In one case, a farmer by the name of Tukirin, along with a number of others farmers, was recruited back in 1994 by his local government to take part in a seed-breeding project with a local Indonesian seed company called PT BISI.
Tukirin was told only that he would be taught how to breed seeds. PT BISI company provided male seeds (their male flowers are used in breeding) that were planted alongside seeds that Tukirin bought from his regular supplier. No formal legal agreement was signed but the understanding was that the company would buy back the resulting new seeds for marketing under its own label.
The project lasted about four years. Corn farmers in Indonesia make little if any profit and spend a lot on seed. So Tukirin decided to use his new knowledge to breed seeds on his own. Again he bought seeds from a shop and using improvised methods produced enough new seeds that he could sell some to neighbours for less than the going rate. The seeds were not the same quality as the ones from PT BISI, but they were adequate.
Shortly afterwards Tukirin found himself in court on a number of charges brought by PT BISI, who had secured the cooperation of police and the agriculture department to obtain the evidence against Tukirin. Essentially PT BISI’s case revolved around seed certification and who has the right to certificate.
Tukirin did not understand the charges, which appear in any case to be irrelevant, as Tukirin did not certify his seeds, and he was not represented in court. Nonetheless he received a sentence of six months imprisonment, which was later suspended, and a prohibition on planting his own corn seeds for one year.

• [Collected data]:
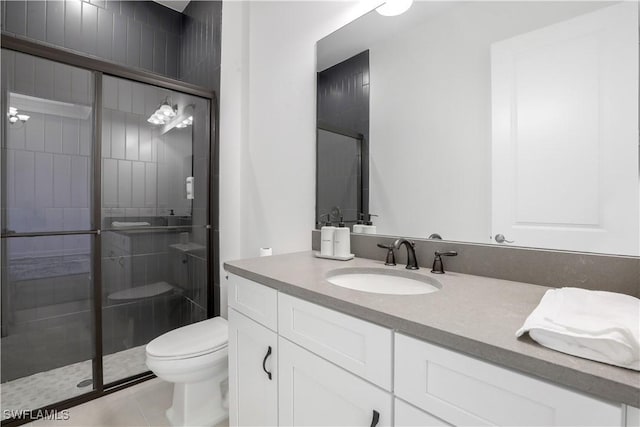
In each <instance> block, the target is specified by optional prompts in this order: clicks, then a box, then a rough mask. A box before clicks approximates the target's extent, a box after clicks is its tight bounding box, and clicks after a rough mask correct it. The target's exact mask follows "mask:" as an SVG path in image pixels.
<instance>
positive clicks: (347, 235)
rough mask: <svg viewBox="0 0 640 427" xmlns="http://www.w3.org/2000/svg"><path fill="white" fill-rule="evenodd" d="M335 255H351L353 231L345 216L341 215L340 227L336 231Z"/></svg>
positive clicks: (342, 255) (340, 217) (337, 255)
mask: <svg viewBox="0 0 640 427" xmlns="http://www.w3.org/2000/svg"><path fill="white" fill-rule="evenodd" d="M333 255H334V256H336V257H341V258H344V257H348V256H349V255H351V232H350V231H349V227H347V226H346V225H345V223H344V218H343V217H340V222H339V223H338V228H336V229H335V232H334V244H333Z"/></svg>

• [EXERCISE TASKS]:
• a. Rewrite the passage about Tukirin's seed case, beginning at the words "The project lasted" and stopping after "they were adequate.", with "neighbours" replaced by "nearby farmers".
• b. Reproduce the collected data entries exactly, from their start through the line that contains "positive clicks: (347, 235)", and leave the pictures out.

• [SOLUTIONS IN ORDER]:
• a.
The project lasted about four years. Corn farmers in Indonesia make little if any profit and spend a lot on seed. So Tukirin decided to use his new knowledge to breed seeds on his own. Again he bought seeds from a shop and using improvised methods produced enough new seeds that he could sell some to nearby farmers for less than the going rate. The seeds were not the same quality as the ones from PT BISI, but they were adequate.

• b.
In each <instance> block, the target is specified by optional prompts in this order: clicks, then a box, then a rough mask. A box before clicks approximates the target's extent, a box after clicks is its tight bounding box, and clicks after a rough mask correct it. The target's exact mask follows "mask:" as an SVG path in image pixels.
<instance>
positive clicks: (347, 235)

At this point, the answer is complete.